* **GIVEN PROBLEM**:
Return, without any change, every line of the listing below from the line containing "In the photo above, where can the man's ear" down to the line containing "point(270, 153)", including both of those lines.

Pointing and labeling listing

________________________

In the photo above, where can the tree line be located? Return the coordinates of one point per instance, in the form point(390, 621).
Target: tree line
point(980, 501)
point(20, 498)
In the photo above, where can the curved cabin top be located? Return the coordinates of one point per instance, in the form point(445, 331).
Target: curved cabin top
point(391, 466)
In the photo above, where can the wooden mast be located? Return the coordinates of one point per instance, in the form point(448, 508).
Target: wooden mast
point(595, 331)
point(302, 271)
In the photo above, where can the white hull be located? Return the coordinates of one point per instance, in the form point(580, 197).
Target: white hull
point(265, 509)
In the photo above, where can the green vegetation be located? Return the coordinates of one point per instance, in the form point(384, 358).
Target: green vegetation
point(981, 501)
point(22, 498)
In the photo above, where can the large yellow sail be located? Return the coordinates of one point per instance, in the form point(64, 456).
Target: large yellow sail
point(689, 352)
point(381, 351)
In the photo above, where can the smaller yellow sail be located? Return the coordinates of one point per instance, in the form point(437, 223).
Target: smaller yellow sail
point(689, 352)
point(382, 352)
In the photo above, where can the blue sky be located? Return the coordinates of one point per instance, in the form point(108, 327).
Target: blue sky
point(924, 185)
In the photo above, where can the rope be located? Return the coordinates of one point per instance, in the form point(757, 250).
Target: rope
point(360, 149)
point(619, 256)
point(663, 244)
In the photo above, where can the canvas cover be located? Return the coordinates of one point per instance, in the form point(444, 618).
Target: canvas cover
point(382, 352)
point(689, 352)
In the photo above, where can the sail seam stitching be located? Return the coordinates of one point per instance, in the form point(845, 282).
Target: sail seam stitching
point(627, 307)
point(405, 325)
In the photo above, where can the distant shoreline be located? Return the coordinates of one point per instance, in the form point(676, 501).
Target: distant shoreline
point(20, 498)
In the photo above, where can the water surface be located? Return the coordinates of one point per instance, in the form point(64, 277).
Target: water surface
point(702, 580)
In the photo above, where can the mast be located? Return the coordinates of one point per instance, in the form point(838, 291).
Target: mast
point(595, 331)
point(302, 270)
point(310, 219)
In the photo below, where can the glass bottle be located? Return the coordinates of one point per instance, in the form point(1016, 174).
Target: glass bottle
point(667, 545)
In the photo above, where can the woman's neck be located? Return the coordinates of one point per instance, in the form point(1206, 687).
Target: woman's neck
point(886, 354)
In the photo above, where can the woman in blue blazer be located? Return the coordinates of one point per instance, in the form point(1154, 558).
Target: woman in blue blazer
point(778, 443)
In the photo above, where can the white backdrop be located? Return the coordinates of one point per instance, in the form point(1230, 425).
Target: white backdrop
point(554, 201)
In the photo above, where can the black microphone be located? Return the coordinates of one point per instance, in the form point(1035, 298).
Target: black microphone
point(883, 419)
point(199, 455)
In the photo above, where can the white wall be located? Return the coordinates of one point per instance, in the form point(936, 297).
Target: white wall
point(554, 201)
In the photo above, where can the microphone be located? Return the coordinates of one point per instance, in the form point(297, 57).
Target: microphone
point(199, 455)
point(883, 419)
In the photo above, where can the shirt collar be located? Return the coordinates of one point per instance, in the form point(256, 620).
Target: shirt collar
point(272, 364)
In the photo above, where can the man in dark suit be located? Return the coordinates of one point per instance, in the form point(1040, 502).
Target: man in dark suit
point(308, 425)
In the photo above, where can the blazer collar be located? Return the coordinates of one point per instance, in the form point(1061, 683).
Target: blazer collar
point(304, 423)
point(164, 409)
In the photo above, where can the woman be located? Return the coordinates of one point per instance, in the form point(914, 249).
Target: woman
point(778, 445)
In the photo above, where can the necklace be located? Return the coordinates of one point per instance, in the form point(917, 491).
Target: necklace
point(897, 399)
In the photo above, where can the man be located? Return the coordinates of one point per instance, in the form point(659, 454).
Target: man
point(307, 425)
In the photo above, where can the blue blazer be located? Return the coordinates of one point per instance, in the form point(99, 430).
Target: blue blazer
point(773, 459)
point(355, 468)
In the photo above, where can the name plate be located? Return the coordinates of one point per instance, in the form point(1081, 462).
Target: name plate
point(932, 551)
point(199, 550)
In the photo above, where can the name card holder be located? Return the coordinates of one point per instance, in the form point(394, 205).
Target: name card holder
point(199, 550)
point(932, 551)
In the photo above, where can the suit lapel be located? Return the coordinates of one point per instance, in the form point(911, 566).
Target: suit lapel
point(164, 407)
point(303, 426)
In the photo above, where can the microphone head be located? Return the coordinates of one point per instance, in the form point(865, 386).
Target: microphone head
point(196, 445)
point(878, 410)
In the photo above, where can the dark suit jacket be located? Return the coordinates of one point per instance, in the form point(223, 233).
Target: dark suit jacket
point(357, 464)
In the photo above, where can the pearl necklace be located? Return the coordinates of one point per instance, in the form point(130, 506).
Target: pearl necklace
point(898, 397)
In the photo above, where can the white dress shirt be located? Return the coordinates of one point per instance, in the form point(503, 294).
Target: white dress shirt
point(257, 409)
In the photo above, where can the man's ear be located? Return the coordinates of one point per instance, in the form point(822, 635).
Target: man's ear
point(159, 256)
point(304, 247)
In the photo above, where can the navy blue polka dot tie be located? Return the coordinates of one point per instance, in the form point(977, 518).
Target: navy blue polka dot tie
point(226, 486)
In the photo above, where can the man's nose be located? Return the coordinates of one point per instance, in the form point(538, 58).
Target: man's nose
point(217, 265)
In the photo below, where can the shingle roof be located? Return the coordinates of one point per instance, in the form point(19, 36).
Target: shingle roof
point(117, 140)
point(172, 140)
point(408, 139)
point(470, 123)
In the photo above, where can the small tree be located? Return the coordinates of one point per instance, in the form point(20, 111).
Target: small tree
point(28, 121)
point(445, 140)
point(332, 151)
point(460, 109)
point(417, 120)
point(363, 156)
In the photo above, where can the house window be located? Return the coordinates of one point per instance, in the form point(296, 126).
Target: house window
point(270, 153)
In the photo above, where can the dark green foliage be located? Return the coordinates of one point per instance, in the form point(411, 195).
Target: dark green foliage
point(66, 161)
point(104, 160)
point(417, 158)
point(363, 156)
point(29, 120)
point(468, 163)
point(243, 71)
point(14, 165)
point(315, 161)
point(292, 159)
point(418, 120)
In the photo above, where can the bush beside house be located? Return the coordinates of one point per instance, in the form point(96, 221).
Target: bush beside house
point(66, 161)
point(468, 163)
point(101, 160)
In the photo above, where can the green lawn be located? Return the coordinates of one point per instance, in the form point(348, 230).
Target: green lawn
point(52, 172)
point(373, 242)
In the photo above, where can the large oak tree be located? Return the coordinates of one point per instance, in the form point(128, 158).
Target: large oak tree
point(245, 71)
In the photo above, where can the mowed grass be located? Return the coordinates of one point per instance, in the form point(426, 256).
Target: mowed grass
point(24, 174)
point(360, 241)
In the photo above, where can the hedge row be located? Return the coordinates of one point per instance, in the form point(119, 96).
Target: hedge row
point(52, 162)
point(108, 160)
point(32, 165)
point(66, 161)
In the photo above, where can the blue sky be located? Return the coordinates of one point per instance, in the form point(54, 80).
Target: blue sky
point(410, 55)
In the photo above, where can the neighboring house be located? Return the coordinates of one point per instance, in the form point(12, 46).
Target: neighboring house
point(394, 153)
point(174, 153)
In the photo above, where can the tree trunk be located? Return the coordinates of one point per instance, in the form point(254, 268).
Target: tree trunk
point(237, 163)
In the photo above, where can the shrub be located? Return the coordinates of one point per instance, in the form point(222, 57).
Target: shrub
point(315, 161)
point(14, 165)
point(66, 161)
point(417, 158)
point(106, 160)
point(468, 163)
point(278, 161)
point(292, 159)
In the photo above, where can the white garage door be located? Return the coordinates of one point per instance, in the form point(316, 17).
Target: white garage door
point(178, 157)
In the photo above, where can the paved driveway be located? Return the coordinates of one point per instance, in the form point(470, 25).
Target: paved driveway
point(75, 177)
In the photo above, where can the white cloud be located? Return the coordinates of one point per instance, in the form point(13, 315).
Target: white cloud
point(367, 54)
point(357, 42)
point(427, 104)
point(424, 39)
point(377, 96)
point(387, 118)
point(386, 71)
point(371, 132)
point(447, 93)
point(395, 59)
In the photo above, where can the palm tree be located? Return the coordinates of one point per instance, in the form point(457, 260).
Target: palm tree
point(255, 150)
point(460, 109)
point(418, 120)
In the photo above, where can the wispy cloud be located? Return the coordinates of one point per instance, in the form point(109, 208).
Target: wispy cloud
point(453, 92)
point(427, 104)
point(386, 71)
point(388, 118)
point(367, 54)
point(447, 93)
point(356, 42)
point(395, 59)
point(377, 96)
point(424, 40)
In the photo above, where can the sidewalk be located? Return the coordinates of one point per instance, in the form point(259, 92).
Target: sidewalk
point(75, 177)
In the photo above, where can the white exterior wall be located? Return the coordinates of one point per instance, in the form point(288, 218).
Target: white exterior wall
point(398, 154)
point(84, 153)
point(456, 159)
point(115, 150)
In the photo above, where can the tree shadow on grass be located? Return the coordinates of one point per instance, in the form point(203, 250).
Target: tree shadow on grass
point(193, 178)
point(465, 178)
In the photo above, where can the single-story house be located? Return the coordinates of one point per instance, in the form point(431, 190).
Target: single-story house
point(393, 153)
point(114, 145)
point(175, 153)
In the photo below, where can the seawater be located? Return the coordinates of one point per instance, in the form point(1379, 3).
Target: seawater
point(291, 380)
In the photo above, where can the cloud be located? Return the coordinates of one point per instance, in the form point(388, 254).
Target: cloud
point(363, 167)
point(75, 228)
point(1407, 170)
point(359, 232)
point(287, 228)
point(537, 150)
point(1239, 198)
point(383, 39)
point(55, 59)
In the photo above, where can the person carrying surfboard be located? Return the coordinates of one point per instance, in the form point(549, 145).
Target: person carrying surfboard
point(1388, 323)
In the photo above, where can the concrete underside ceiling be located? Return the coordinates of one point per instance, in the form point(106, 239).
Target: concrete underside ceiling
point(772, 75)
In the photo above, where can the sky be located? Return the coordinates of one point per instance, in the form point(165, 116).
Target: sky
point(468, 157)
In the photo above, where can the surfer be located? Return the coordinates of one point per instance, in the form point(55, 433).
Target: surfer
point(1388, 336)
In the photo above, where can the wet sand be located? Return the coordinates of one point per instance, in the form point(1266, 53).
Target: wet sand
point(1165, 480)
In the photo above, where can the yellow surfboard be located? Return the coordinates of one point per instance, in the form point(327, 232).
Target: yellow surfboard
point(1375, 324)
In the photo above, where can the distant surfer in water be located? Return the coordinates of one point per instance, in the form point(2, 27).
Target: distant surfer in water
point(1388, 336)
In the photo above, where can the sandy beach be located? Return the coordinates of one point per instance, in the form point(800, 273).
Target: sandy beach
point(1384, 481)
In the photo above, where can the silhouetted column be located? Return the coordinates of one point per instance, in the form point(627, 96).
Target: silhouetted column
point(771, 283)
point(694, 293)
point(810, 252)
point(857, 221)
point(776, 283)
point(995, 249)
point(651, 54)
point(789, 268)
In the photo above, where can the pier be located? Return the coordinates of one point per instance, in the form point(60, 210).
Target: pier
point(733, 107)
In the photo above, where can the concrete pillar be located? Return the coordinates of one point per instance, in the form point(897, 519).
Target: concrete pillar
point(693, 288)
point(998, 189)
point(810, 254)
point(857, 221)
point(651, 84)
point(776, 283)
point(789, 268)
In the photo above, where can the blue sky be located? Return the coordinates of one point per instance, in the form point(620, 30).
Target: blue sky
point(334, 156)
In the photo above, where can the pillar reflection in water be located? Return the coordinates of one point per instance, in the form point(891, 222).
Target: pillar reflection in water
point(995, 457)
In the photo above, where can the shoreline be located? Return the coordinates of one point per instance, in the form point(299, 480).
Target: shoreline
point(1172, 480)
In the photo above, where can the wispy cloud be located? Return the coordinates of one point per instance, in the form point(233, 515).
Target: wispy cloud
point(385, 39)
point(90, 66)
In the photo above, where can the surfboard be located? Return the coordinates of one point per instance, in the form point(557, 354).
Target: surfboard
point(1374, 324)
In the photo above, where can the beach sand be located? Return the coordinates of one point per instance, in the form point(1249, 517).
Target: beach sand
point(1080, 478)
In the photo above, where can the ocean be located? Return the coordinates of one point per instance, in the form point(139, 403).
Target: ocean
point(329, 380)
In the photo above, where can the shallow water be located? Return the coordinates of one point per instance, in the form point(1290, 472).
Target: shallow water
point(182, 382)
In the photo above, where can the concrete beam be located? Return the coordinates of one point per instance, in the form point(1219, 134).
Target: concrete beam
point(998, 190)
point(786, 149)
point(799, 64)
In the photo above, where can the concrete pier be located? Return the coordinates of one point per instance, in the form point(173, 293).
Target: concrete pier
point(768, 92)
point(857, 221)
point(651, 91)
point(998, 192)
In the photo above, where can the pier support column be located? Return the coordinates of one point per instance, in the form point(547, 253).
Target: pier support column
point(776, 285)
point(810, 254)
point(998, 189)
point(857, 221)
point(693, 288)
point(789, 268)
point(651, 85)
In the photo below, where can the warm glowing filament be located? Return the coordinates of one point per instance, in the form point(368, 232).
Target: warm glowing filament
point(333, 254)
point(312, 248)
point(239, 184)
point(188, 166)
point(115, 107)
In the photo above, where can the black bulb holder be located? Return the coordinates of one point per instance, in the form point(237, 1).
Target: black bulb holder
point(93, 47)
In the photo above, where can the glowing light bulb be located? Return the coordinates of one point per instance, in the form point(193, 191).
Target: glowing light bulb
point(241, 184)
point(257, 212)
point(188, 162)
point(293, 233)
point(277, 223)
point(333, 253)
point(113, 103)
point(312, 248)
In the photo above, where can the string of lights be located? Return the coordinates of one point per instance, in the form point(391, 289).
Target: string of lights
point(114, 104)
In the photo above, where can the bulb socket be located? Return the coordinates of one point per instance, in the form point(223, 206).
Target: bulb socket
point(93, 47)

________________________

* **CORRECT RESPONSE**:
In the photo above, where can the man's ear be located? Return the coordinates of one point per instance, in the form point(822, 635).
Target: man's ear
point(159, 256)
point(304, 247)
In the photo above, where can the navy blue polka dot tie be located? Return the coordinates of one point per instance, in the form point(977, 518).
Target: navy blue polka dot tie
point(226, 486)
In the photo above, where can the man's nose be located? Return the coordinates of one point per instance, in the form point(538, 58).
Target: man's nose
point(217, 265)
In the photo below, where can the shingle roof be located? Return the coordinates of one point per instance, in the form point(19, 36).
Target: shingle roof
point(117, 140)
point(172, 140)
point(408, 139)
point(470, 123)
In the photo above, where can the small tree be located? Return the coordinates of one point per instance, in the form point(20, 111).
Target: small tree
point(28, 121)
point(445, 140)
point(332, 151)
point(460, 109)
point(417, 120)
point(363, 156)
In the photo above, where can the house window be located? Return the coordinates of one point per instance, in the form point(296, 126).
Target: house window
point(270, 153)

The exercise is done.